(Directions for this task): Copy out every one of the records below word for word, with each line unchanged.

-- Begin --

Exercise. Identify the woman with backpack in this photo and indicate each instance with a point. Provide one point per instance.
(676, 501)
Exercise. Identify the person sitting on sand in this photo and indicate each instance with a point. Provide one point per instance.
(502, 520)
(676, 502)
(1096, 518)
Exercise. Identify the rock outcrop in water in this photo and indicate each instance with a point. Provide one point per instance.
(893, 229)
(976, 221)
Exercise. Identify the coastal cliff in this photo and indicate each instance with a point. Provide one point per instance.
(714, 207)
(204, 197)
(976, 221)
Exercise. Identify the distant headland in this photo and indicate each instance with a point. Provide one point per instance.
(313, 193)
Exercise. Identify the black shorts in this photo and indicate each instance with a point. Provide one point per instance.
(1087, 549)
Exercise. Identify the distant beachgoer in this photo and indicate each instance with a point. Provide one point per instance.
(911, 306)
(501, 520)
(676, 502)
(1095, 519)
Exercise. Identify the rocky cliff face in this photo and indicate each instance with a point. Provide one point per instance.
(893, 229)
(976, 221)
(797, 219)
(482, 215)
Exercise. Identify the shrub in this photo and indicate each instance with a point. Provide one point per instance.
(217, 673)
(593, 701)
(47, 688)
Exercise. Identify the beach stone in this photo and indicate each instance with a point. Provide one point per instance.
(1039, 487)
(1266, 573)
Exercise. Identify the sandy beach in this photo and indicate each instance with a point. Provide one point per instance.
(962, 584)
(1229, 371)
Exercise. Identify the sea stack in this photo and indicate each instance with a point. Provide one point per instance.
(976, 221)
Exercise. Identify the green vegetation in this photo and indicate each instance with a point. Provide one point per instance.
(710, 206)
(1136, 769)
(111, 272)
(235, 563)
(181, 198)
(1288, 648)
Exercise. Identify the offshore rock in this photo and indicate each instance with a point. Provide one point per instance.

-- End --

(Complete output):
Exercise. Identify the woman with backpack in this photo and indicate each instance with a point. Provide one point per instance.
(676, 501)
Exercise. Identify the person sitting on sand in this photo and indicate each instance with a point. Provide one point per instance.
(502, 520)
(676, 502)
(1096, 518)
Exercise. Identify the rock outcrop in water in this photo and indicate each instance with a point. Provide one point per instance.
(893, 229)
(976, 221)
Exercise. Identify the coastal cliff in this photo and indicate each instance with a point. Provide one point per instance.
(714, 207)
(204, 197)
(976, 221)
Exercise. Identify the distant headland in this photo and indicate each instance with a point. Provide one point per instance.
(313, 193)
Exercise. Identify the black shorts in this photo and indicate each instance with a point. Provide one point per instance.
(1087, 549)
Exercise. Identify the distant beachgoer in this photo and indicate each instance with a point. Provide one point per instance.
(911, 306)
(501, 520)
(676, 502)
(1095, 519)
Exercise. Identify the rocky cliff face in this photo and indicate each instance with a point. Provide one point per instance.
(893, 229)
(976, 221)
(797, 219)
(482, 215)
Exercise. Identify the shrub in this photo and indicate each instance with a point. Provide one point per instance.
(217, 673)
(593, 701)
(47, 688)
Exercise. Identify the beach stone in this photo and indicate each instance with a point. Provide one point per instance.
(1039, 487)
(1266, 573)
Exercise. Identify the sandy beach in this photo and indicate each instance with a point. Provide one point per instance.
(962, 584)
(1229, 371)
Exercise. Identify the sea stack in this photo and indicate each instance with a point. Provide one point per instance.
(976, 221)
Exercise. Identify the green vegetation in this photo and indicate each instance with a point. Provide one point per instance.
(710, 206)
(1136, 769)
(111, 272)
(235, 563)
(181, 198)
(1288, 648)
Exercise. Identify the offshore rock in this photo and indicate each instance with a point. Provide one point per instance.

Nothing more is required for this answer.